■ 指示 1
映画『ラ・ヨローナ 彷徨う女』の紹介文について、次の問いに答えよ。
(a) バレリアナは何年間屋敷に仕えているか。
(b) 一度は有罪となったエンリケの判決は、どういう理由で覆ったか。
(c) 群衆をかき分けて屋敷に近づいた女性の名前は何か。
■ 指示 2
映画『ラ・ヨローナ 彷徨う女』の紹介文を、最後の文の後から続けて書け。

エンリケの娘、ナタリアが心配して声をかけると、エンリケはナタリアに発砲します。
次の日、精神状態が安定しないエンリケに、恐れを感じた屋敷の使用人達は、退職を希望します。
屋敷に残ったのは、25年間屋敷に仕えているバレリアナだけとなりました。
エンリケの妻は「恩知らずが」と、退職した使用人達を罵ります。
虐殺を指揮した容疑で、エンリケの裁判が始まります。
一度は有罪となったエンリケですが、突如「証拠不十分」として判決が覆ります。
その裏では、大手企業の経営者など、権力のある者たちが動いていた為、グアテマラの国民の怒りが爆発します。
エンリケの屋敷は、判決に抗議する国民に囲まれ、エンリケと妻、ナタリアと娘のサラ、エンリケの部下のレオナ、そしてバレリアナは屋敷から一歩も出られない状況となります。
その群衆をかき分けて、屋敷に近づく1人の女性、アルマがいました。
アルマは鋭い眼差しで、エンリケの屋敷を見つめています。
サスペンスを構築する要素①「中南米に伝わる『ラ・ヨローナ』伝説」
歴史的な悲劇「グアテマラ内戦」を背景に、虐げられた女達の復讐を描いたスリラー『ラ・ヨローナ 彷徨う女』。
本作は、中南米に伝わる怪奇伝説「ラ・ヨローナ」がストーリーの軸となっています。

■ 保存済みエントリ
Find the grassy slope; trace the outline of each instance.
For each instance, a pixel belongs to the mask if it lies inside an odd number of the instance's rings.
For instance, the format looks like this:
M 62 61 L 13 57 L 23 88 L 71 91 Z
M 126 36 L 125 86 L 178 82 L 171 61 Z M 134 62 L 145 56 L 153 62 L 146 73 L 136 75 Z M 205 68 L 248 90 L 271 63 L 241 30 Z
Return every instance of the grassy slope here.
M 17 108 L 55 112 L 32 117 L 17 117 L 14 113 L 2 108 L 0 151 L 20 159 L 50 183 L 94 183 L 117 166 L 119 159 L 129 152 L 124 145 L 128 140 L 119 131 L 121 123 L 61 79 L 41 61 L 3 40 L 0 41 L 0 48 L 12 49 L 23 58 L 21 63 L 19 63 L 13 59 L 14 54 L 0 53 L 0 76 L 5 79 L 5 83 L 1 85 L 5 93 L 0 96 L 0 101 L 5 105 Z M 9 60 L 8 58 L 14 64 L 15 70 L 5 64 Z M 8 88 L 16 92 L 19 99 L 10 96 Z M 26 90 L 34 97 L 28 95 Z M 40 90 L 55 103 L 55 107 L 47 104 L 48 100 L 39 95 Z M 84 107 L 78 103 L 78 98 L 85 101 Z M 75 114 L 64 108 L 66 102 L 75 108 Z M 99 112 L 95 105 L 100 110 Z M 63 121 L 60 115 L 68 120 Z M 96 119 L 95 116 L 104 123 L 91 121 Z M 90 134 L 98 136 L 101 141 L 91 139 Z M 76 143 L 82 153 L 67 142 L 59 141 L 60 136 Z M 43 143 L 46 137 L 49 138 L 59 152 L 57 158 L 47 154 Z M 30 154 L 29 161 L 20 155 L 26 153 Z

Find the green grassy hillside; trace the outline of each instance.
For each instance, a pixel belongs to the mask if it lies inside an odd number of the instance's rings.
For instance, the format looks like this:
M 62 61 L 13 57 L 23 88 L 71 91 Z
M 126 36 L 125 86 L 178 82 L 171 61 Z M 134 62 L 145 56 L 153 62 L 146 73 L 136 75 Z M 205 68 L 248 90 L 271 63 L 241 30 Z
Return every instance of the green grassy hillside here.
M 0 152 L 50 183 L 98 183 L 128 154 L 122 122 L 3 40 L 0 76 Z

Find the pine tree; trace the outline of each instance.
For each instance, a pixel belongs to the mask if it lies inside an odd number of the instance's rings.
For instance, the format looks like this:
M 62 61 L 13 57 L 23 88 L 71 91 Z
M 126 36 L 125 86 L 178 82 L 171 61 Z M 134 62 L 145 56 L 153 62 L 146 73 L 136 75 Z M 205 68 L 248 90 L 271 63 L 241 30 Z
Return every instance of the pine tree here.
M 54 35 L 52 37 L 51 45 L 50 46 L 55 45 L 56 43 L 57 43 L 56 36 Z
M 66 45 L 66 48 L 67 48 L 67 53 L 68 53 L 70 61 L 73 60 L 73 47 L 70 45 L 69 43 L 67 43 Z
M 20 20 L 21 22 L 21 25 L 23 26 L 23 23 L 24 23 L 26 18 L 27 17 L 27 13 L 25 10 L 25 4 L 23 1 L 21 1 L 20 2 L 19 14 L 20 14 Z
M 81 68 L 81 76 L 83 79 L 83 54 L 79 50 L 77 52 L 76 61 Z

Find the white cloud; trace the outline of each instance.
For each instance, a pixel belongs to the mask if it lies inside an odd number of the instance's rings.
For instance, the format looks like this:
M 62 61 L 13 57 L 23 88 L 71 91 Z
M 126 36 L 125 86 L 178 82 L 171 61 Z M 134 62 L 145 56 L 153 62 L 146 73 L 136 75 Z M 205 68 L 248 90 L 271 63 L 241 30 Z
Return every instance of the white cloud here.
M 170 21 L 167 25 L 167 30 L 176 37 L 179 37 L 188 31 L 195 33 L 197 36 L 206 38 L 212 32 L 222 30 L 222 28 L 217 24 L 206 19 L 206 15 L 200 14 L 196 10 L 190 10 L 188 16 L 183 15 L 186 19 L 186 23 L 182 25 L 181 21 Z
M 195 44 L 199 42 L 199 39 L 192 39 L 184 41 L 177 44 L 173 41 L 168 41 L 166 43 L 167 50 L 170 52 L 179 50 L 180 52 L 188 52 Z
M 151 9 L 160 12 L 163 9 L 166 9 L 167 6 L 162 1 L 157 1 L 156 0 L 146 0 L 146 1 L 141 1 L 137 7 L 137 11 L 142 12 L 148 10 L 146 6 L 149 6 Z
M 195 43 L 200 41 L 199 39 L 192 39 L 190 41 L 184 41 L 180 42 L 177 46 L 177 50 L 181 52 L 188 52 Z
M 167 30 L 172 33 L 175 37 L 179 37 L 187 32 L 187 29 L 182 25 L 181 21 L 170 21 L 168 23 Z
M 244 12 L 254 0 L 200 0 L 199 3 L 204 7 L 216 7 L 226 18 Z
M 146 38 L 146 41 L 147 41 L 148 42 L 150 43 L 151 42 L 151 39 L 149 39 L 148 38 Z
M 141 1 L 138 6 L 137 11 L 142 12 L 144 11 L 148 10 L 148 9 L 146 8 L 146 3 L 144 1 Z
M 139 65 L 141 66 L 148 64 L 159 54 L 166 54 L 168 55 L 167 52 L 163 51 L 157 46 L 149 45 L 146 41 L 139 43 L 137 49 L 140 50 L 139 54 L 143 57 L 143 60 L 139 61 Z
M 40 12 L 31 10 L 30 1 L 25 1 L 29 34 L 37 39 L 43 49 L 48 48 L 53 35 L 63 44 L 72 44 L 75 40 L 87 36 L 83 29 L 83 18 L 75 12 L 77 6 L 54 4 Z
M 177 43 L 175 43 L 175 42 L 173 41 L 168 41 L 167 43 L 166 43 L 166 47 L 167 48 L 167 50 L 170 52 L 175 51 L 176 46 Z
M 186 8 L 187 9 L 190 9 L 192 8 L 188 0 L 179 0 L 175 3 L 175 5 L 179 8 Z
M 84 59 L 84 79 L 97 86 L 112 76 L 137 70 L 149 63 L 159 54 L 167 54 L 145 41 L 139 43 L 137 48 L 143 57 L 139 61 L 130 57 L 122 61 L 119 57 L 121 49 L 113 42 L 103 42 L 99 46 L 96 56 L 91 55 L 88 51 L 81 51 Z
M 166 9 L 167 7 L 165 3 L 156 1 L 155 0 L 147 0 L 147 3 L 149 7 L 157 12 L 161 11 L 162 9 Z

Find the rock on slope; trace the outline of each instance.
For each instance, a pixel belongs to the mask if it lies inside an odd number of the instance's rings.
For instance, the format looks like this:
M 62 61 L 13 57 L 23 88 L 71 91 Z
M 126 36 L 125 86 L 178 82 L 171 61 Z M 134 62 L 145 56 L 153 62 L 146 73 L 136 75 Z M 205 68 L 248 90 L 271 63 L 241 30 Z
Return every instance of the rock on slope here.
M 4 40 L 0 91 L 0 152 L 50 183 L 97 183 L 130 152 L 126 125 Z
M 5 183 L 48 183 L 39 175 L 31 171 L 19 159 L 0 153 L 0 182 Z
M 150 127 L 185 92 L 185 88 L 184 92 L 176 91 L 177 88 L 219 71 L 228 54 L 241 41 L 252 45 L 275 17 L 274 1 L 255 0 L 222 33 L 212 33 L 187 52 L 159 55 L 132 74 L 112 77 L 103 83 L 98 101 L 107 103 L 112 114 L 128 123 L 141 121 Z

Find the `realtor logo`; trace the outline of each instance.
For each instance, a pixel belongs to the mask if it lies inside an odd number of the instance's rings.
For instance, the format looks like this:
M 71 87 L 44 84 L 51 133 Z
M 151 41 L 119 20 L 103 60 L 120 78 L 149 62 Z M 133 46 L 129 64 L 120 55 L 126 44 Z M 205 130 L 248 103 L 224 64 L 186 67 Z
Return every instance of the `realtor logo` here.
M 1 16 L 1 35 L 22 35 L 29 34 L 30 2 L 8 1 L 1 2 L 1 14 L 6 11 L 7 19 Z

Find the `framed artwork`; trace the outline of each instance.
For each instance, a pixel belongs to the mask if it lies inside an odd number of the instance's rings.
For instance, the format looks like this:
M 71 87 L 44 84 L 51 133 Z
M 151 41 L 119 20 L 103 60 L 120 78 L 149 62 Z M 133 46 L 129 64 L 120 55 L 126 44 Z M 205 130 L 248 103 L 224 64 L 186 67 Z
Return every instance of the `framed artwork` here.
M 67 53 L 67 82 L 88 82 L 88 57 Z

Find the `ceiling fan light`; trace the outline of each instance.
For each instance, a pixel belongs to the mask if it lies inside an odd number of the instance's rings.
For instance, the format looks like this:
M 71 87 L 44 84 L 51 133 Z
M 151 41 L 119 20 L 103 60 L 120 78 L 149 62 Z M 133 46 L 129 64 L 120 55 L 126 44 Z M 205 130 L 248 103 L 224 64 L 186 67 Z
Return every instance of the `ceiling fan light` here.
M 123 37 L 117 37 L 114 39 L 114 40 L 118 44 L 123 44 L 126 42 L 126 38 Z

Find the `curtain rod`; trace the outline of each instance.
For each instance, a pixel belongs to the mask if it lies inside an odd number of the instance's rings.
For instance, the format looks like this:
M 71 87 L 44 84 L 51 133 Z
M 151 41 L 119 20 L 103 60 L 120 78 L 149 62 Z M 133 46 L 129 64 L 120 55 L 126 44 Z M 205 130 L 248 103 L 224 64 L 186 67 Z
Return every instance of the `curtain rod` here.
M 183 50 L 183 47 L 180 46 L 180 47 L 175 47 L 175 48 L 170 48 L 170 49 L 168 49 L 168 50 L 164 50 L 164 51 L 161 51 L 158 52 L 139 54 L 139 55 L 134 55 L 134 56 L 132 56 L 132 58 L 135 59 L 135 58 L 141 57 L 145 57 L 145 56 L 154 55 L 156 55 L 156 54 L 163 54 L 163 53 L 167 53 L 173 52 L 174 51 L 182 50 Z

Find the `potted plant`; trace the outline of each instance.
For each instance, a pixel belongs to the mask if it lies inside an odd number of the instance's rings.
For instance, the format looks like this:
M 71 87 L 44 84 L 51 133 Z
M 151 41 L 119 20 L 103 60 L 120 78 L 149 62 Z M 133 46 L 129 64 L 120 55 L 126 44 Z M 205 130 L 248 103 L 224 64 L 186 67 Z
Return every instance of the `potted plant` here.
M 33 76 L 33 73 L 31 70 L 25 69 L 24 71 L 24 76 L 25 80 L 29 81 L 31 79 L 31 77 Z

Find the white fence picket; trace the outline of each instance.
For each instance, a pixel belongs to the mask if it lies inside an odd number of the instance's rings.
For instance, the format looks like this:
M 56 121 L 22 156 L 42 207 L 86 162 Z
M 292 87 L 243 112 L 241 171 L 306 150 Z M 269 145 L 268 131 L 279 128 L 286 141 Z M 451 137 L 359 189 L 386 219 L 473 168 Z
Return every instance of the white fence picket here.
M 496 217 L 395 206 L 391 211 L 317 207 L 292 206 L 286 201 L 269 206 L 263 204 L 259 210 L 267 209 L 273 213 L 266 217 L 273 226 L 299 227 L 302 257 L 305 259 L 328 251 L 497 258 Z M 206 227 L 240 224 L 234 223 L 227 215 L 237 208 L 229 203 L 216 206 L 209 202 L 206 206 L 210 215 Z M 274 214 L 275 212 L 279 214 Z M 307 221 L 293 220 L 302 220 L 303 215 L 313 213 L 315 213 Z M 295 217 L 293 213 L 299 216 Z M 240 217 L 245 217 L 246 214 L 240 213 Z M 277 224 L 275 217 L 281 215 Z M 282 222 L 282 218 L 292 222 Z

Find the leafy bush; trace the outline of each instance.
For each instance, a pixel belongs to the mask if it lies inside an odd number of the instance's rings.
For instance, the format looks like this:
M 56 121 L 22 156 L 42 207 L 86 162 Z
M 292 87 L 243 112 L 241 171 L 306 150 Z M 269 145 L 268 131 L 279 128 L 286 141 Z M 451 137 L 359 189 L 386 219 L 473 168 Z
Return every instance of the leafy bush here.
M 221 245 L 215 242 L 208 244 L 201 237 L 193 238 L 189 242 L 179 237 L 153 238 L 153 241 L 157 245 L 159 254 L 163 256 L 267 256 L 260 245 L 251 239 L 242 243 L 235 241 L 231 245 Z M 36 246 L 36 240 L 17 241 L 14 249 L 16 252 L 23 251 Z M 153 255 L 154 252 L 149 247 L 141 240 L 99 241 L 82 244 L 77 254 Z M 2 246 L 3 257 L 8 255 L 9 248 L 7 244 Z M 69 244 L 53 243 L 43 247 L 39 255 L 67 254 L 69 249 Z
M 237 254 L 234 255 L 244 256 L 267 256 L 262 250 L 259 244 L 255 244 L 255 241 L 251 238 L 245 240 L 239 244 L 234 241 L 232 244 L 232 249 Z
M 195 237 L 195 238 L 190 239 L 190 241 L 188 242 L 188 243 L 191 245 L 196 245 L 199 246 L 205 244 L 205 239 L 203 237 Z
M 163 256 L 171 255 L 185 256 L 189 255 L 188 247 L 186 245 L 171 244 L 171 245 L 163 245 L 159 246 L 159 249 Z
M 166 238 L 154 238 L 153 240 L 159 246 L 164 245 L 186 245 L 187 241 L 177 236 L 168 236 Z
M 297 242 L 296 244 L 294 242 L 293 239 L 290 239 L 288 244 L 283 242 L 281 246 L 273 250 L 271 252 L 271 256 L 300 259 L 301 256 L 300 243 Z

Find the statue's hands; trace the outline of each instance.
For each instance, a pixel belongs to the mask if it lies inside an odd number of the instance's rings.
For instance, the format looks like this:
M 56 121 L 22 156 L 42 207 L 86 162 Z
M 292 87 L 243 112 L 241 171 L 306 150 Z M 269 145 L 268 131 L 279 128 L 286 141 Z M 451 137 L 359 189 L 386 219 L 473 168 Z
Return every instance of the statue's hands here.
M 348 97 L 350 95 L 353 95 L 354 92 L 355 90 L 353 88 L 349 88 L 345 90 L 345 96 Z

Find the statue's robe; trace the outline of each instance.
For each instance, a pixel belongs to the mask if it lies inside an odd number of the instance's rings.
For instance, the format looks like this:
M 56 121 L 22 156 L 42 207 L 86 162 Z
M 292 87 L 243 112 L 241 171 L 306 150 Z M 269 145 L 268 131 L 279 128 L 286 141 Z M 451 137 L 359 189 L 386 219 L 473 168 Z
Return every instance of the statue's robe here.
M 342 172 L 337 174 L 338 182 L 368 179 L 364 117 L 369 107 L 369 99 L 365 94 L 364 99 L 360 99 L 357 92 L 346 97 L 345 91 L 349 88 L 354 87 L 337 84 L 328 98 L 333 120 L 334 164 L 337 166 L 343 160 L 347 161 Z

■ 解答 1
(a) 25年間。
(b) 「証拠不十分」として覆った。
(c) アルマ。

■ 解答 2
「ラ・ヨローナ」とは、2人の子供と一緒に夫に捨てられた女性が、子供を溺死させた後に自殺をしますが、自殺した女性の悲しみは、その後も怨霊となり彷徨い続け、嘆きの声が人々を怖がらせ続けたという伝説です。
「ラ・ヨローナ」に関しては、2019年の映画『ラ・ヨローナ 泣く女』というホラー作品があり、こちらの方が「ラ・ヨローナ」の伝説に関して明確に説明していますね。
『ラ・ヨローナ 彷徨う女』では、「グアテマラ内戦」という実際に起きた出来事と、「ラ・ヨローナの」という中南米に伝わる伝説、この2つの悲劇が合わさった、幻想的かつ現代的な恐怖が特徴の作品となっています。
サスペンスを構築する要素②「家庭内を破壊する、謎の使用人アルマ」
本作の主人公とも言える、エンリケは、グアテマラの軍事政権時代に行った虐殺が理由で、裁判にかけられています。
ですが、証拠不十分である事から裁かれず、その事がグアテマラ国民の怒りに火を付けてしまい、抗議活動の為、屋敷を取り囲まれてしまいます。
エンリケは家族共々、外へ出れない状況が続きます。
屋敷を取り囲まれて、抗議活動を受けている状況が映画の大半を占めており、観客もエンリケ同様、密閉感や圧迫感を映画から感じ、何とも言えないストレスを抱えます。
逃げ場が無いうえに、デモの騒音が流れ続けている為、屋敷内で気分転換も出来ない状況となり、エンリケも家族も、精神的にまともな状況では無くなっていきます。
さらに、エンリケが情緒不安定になり、何かと屋敷内で拳銃を発砲するので、エンリケの娘、ナタリア達は、更に落ち着かない状況となります。
この、異常な状況と化した屋敷に、1人の使用人アルマが現れます。
アルマは黒い髪が特徴的な、神秘的な雰囲気のする若い女性で、屋敷で使用人として働くようになって以降、静かにゆっくりとですが、確実に、屋敷内の秩序も破壊されていくようになります。
不気味なのが、作中でアルマの素性に関して、一切説明が無い事です。
特に印象的なのが、ナタリアの娘サラにアルマが近付き、水泳の練習と称して、サラが溺れる寸前までプールに潜らせる場面です。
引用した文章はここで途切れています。